_DATA ROWS_
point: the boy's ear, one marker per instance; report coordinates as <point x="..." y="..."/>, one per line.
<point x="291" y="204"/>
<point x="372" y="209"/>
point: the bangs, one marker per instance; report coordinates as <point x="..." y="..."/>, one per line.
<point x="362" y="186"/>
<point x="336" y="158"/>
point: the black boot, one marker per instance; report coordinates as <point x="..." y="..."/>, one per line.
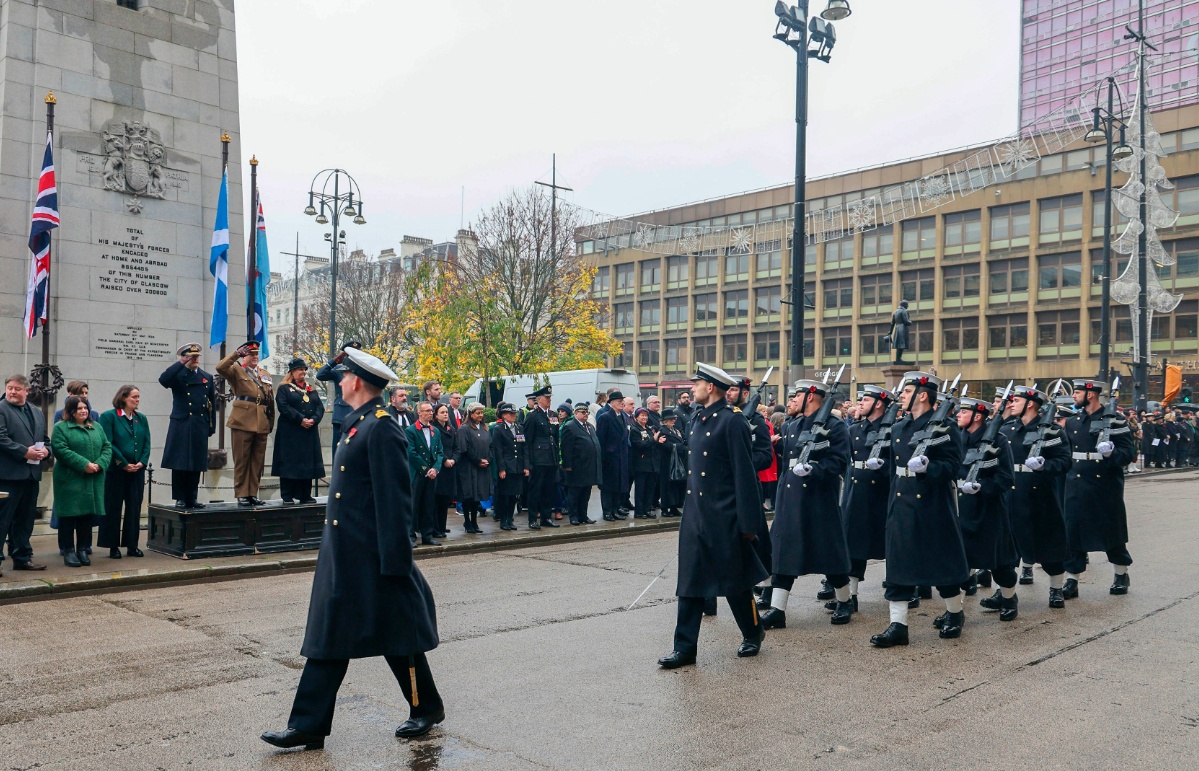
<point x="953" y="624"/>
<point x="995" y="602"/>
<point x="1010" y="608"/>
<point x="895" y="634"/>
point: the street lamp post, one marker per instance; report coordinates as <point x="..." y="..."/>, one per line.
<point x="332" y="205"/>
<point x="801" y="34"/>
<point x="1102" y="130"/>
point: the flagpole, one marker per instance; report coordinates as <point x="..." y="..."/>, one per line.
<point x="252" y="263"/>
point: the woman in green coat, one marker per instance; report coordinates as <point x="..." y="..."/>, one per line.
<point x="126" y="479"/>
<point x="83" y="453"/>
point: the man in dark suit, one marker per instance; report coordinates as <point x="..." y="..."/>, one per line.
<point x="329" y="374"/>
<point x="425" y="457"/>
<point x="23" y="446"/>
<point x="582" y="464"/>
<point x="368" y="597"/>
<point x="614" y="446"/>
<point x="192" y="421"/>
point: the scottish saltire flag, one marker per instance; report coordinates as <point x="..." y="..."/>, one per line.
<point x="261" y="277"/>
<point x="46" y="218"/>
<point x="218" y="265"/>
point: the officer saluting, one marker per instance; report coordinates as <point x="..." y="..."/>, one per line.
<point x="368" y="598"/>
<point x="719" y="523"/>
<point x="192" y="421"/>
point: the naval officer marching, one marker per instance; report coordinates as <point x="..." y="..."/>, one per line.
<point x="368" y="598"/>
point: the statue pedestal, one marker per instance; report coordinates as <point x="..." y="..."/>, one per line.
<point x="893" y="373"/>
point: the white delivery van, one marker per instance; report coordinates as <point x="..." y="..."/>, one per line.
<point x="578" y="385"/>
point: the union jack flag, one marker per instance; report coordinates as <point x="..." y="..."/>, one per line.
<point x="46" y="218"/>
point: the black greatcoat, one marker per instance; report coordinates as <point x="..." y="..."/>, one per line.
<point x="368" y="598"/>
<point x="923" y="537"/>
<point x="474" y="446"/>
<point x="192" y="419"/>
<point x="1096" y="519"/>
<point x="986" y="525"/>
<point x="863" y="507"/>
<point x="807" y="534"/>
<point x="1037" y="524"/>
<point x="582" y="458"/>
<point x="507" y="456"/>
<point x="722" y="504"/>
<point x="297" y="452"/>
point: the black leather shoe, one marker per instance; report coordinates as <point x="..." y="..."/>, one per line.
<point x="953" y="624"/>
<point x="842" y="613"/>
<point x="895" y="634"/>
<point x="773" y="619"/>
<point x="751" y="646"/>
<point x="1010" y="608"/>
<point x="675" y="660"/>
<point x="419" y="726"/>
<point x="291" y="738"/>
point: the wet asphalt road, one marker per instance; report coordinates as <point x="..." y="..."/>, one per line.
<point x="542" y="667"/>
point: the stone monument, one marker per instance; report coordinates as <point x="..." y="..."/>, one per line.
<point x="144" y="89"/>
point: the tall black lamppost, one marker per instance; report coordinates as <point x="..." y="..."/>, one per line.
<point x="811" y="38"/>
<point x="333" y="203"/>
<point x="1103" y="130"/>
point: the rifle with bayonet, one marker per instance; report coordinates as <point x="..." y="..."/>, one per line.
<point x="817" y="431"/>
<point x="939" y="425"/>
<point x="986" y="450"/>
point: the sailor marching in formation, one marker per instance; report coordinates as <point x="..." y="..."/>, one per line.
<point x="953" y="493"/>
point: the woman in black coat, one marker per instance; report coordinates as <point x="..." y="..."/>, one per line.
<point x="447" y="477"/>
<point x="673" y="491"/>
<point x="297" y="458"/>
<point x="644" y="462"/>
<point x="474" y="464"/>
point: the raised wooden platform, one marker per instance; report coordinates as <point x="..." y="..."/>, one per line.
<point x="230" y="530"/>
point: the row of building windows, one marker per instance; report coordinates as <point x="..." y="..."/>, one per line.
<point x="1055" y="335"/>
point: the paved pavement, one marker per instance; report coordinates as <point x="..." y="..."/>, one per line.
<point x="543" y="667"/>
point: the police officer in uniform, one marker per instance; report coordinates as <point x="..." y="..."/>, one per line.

_WRITTEN REQUEST_
Write out again, unchanged, every line from the line containing "point: the raised" to the final line of the material above.

_ANSWER IN FULL_
point: the raised wooden platform, one marker per instance; report coordinates as <point x="..." y="..."/>, one per line.
<point x="230" y="530"/>
point: the row of building windows, one marker per instance; report coordinates as <point x="..." y="..."/>, one per line.
<point x="1055" y="335"/>
point: the paved pavement, one marker per instance; report coordinates as <point x="..." y="..."/>, one per line.
<point x="543" y="667"/>
point: the police officer in uniform, one marker per instance; report coordinates as <point x="..." y="..."/>, one per line.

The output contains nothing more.